| DIRECTIONS |
Please rewrite the records between the line holding "Can you find the woman's" and the line holding "pixel 273 97", inclusive, swapping "tuxedo" for "suit" and leaving everything else unchanged.

## BEGIN DATASET RECORDS

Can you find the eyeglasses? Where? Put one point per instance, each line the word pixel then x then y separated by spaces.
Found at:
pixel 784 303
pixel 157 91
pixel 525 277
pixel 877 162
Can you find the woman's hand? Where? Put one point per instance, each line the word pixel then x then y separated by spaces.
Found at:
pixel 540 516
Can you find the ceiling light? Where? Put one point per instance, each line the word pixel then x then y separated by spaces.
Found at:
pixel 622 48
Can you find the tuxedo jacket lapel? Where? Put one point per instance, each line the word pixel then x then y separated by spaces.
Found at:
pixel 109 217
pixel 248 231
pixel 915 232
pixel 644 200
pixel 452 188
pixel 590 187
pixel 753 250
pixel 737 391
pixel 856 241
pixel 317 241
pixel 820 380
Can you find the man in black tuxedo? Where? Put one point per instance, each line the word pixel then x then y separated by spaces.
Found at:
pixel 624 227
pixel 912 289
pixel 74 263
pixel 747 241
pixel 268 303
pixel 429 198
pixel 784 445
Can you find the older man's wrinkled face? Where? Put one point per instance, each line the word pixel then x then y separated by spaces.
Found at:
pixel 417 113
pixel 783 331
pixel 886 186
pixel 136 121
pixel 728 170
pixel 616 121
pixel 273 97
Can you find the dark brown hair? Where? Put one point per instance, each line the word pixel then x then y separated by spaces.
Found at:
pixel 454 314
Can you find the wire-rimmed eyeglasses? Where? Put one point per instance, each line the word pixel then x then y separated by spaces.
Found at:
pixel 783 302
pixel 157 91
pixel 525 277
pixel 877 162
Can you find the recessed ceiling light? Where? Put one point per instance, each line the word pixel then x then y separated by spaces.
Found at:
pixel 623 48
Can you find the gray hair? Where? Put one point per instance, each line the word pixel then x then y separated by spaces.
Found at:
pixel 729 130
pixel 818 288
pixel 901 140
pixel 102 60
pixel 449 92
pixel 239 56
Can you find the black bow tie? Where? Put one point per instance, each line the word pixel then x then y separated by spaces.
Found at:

## END DATASET RECORDS

| FINAL ANSWER |
Can you find the woman's hand? Where? Put one point per instance, each line the word pixel then x then y separated by spaces.
Found at:
pixel 540 516
Can you find the ceiling light? Where? Put one point per instance, each line the word pixel then x then y separated by spaces.
Found at:
pixel 622 48
Can you find the suit jacket lapel? Where? Put one point per instance, each line the word pixel then x then y separated by spaces.
Found at:
pixel 109 217
pixel 248 231
pixel 915 232
pixel 644 200
pixel 452 188
pixel 590 187
pixel 753 250
pixel 737 391
pixel 856 241
pixel 317 241
pixel 820 380
Can you find the man in black suit? Where? Put one point per instance, each line the word pixel then x then y separated by spaces.
Found at:
pixel 624 227
pixel 912 289
pixel 74 263
pixel 747 241
pixel 268 303
pixel 429 198
pixel 784 445
Can you find the older man's wrinkled face? Where? Put one point per instance, each line the word pixel then x then y separated by spaces.
Found at:
pixel 417 113
pixel 783 331
pixel 886 186
pixel 136 121
pixel 728 170
pixel 616 121
pixel 273 97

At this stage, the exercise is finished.